Point localization data:
┄┄┄┄┄┄
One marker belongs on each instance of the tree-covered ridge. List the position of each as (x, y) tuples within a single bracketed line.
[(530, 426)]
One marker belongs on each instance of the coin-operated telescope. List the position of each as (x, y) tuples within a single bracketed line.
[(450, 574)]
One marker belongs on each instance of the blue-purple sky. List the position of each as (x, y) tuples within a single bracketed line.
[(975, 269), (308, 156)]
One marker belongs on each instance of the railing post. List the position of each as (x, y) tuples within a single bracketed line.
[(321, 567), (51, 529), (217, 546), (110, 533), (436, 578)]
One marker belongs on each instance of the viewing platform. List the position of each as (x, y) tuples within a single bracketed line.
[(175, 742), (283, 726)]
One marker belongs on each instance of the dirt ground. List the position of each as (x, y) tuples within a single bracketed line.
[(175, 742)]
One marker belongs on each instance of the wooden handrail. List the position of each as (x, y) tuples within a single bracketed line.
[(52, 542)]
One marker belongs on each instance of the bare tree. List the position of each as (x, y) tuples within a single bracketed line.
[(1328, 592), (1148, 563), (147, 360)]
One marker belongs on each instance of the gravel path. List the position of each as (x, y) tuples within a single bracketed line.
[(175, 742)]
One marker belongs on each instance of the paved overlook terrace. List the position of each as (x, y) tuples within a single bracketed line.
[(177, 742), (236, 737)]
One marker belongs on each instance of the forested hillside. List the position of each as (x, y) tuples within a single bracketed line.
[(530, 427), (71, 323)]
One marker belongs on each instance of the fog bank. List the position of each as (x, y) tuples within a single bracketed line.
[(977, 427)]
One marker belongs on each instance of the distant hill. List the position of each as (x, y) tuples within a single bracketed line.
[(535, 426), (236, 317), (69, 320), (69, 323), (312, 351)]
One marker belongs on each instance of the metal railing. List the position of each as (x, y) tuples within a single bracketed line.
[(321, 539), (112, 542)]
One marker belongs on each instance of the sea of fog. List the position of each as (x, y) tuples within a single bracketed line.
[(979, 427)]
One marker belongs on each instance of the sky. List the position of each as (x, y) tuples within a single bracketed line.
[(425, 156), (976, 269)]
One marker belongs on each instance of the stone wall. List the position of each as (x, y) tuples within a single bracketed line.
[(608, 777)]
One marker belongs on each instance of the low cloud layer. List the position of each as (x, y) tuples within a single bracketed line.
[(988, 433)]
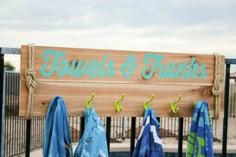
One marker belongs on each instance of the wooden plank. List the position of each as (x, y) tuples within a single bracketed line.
[(119, 58), (77, 90), (77, 94)]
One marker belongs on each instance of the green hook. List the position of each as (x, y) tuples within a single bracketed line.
[(146, 105), (88, 104), (173, 106), (118, 105)]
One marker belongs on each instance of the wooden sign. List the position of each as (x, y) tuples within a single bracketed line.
[(76, 73)]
┄┄┄┄┄┄
What this task involves » Return the preceding entries exactly, each word as given, but leave out any picture.

Answer for this exercise »
One marker belongs on each instance of the tree-covered ridge. List the position of each as (x, y) tuples within a single bracketed line.
[(530, 426)]
One marker belongs on each instance of the coin-operated telescope. List the position of each as (x, y) tuples within a single bracketed line.
[(450, 574)]
One marker belongs on each instance of the blue-purple sky. List the position of each as (x, y) tuples within a single bracketed line.
[(975, 269), (308, 156)]
One marker belongs on each instance of the railing post. List the position of each as (x, y) tuples within a single bracketed line.
[(321, 567), (51, 529), (217, 546), (110, 533), (436, 578)]
One marker belongs on each instance of the viewing platform. List the position of each as (x, y) tuples within a single bracketed line.
[(175, 742), (283, 726)]
One marker belongs on each instance of the dirt ground. List the position of each as (x, y) tuples within a single bracketed line.
[(175, 742)]
One marker belongs on each instance of the wooden handrail. List the position of each as (x, y) tuples within a single bracketed line.
[(52, 542)]
One marker belongs on each instance of the bare tree. List the position of each as (x, y) tuples within a single bracketed line.
[(1328, 592), (1148, 563), (147, 360)]
One marker belongs on each instance of the gravel path. List the position of each as (x, y) tuples within a single bracketed line.
[(175, 742)]
One marker belongs on each instance of the paved overlook terrace. List the position of each as (x, y) tuples within a single bracketed line.
[(177, 742), (236, 737)]
One marker belongs on each instance of the forested hillside. List the position of each as (x, y) tuples within a single bracketed line.
[(530, 427), (71, 323)]
One marker belongs on each instance of the fog bank. List the position of each as (x, y) tuples within a single bracketed line.
[(977, 427)]
One marker belongs on each instance of the distant hill. List the position of each as (x, y) tuples within a single bracketed line.
[(535, 426), (236, 317), (69, 320), (69, 323), (312, 351)]
One marker belongs on each instance of the metal railing. List the position of each as (x, y) tuples within a single bracketed line.
[(321, 539), (112, 542)]
One marker belongs on each instance of the sea of fog. List the position of each as (x, y) tuples within a single bracketed line.
[(979, 427)]
One marker belongs on each instance of the sky. List the position of each as (x, y) tuples within a single bracketed line.
[(425, 156), (976, 269)]
One marker belongs on each instance of the stone wall. List the position of each as (x, y) tuples within a single bracketed line.
[(608, 777)]
One marker belongs on each instance of the low cloud layer. List the position of each as (x, y) tuples within a single bracketed line.
[(988, 433)]
One marker belongs on each instance of the wooden plank. List the position of each as (x, y) tuples within a single bracketed line.
[(119, 58), (77, 90), (77, 94)]
One marker belongs on each instance of the green hook. List the position of each as (x, y) tuples within a single bracketed line.
[(146, 105), (88, 104), (173, 106), (118, 105)]
One marker belongs on each instance of the wooden sign. List the position of each as (x, y) tuples within a single bracketed line.
[(76, 73)]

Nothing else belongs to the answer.